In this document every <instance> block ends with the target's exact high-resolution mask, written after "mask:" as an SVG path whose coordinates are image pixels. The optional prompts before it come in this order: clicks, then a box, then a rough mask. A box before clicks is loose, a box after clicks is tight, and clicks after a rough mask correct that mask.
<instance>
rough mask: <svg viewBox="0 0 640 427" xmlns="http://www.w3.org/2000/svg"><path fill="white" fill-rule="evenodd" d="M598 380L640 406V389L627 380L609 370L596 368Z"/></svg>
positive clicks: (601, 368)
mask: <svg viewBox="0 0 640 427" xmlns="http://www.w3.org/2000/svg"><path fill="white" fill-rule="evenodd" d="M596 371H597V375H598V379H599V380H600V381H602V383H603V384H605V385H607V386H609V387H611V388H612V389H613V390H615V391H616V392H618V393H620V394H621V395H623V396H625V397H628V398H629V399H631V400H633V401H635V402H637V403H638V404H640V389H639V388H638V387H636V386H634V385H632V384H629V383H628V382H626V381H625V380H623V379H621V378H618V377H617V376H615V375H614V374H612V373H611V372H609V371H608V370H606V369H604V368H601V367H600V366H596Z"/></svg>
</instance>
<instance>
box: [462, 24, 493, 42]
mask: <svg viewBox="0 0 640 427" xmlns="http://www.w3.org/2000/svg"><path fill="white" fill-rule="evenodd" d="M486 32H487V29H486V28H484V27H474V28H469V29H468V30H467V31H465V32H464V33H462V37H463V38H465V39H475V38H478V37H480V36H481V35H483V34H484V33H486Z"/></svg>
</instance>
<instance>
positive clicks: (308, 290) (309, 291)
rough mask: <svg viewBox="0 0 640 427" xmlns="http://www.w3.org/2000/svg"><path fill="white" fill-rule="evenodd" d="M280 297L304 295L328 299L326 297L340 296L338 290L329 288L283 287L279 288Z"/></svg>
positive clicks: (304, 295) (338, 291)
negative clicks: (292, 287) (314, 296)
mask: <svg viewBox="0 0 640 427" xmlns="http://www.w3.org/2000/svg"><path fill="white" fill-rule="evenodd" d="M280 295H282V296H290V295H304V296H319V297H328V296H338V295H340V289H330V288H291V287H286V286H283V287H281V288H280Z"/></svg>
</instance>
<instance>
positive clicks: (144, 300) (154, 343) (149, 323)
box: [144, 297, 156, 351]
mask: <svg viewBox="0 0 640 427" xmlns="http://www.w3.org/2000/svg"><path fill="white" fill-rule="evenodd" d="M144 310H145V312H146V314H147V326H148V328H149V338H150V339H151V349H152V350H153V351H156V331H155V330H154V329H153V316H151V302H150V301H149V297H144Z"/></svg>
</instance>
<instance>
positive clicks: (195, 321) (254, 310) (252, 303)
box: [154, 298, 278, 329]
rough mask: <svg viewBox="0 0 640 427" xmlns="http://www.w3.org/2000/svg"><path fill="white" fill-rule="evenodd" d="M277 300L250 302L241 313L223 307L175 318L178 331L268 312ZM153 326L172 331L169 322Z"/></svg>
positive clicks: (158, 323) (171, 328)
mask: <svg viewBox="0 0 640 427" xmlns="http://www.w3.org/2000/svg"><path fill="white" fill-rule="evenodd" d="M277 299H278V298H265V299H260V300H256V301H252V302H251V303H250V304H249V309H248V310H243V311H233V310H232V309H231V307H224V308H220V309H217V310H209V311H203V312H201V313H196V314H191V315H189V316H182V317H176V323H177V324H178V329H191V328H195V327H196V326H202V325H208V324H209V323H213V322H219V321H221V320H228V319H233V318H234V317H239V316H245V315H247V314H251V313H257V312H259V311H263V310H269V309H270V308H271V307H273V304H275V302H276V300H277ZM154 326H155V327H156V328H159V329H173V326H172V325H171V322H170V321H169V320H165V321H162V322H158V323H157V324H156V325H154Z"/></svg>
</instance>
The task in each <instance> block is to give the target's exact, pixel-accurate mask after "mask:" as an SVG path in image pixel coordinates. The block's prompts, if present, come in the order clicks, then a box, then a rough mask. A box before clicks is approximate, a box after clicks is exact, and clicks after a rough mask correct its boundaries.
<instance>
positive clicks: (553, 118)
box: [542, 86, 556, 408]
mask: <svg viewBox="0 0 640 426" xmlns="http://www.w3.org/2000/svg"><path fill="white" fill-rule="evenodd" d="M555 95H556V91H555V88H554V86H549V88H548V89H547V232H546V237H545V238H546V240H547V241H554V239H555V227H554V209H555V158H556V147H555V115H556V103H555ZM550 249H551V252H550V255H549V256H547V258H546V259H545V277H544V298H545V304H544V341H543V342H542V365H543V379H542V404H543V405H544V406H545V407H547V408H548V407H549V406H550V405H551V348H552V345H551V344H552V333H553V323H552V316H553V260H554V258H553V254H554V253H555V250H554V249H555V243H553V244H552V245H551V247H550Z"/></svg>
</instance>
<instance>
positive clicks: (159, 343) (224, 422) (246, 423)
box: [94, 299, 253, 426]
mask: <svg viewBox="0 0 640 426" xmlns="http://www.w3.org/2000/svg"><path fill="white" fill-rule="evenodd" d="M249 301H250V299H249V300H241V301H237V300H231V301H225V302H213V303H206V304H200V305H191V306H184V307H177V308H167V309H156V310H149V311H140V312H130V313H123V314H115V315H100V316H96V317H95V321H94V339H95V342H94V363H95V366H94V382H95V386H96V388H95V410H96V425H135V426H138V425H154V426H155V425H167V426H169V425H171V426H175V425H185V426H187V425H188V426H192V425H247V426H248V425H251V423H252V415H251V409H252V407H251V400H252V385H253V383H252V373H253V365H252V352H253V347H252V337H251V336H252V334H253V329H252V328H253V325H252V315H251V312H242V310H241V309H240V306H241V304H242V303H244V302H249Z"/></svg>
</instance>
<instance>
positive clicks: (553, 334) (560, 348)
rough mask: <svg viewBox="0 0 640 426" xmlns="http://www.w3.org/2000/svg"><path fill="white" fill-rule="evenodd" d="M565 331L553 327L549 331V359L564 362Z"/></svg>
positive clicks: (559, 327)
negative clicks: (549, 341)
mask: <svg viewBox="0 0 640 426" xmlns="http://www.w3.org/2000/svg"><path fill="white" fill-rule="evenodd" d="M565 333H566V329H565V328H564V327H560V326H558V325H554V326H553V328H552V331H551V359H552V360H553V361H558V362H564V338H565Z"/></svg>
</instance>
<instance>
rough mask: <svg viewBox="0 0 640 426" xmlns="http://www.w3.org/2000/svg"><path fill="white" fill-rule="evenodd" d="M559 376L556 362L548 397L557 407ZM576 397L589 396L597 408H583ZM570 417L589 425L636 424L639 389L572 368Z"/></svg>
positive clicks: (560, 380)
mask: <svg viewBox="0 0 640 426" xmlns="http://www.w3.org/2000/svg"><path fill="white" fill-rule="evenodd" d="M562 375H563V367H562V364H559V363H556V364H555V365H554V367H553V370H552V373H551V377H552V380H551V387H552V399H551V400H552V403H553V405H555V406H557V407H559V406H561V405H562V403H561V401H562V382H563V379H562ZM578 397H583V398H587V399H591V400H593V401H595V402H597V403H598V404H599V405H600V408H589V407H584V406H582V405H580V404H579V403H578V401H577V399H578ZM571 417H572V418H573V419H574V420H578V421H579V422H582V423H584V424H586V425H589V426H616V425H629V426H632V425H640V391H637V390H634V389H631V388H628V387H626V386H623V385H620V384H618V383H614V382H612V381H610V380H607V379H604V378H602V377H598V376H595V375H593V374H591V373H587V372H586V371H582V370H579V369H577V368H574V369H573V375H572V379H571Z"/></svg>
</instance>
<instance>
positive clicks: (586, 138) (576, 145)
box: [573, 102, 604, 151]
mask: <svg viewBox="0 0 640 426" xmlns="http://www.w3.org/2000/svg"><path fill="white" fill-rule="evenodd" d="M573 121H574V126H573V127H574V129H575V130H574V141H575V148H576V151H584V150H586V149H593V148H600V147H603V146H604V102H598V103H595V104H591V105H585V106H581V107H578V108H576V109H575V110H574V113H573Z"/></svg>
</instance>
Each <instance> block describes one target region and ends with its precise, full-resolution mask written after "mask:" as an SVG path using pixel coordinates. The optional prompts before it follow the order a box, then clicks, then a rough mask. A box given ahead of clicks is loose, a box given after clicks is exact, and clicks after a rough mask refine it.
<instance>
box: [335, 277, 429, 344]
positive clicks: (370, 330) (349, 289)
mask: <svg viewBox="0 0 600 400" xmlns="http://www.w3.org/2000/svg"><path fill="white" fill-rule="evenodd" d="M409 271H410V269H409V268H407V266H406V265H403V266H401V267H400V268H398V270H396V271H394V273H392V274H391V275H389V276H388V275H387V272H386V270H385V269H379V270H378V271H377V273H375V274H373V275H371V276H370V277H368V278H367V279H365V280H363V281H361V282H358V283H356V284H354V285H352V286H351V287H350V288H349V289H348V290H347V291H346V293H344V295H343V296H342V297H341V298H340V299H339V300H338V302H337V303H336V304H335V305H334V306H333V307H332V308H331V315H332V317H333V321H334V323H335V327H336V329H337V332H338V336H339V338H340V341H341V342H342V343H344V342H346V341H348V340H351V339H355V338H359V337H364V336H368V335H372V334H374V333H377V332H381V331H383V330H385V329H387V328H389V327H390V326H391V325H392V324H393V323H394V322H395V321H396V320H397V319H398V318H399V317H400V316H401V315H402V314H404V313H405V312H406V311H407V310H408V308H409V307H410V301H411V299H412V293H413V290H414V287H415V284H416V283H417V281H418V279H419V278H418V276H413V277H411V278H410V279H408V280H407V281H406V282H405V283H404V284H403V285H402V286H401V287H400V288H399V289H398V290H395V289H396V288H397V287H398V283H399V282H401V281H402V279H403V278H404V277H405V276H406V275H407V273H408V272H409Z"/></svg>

::::

▶ _The problem_: Count the lines in the records that contain the string "come", and give only that number.

▶ _Completed task_: 2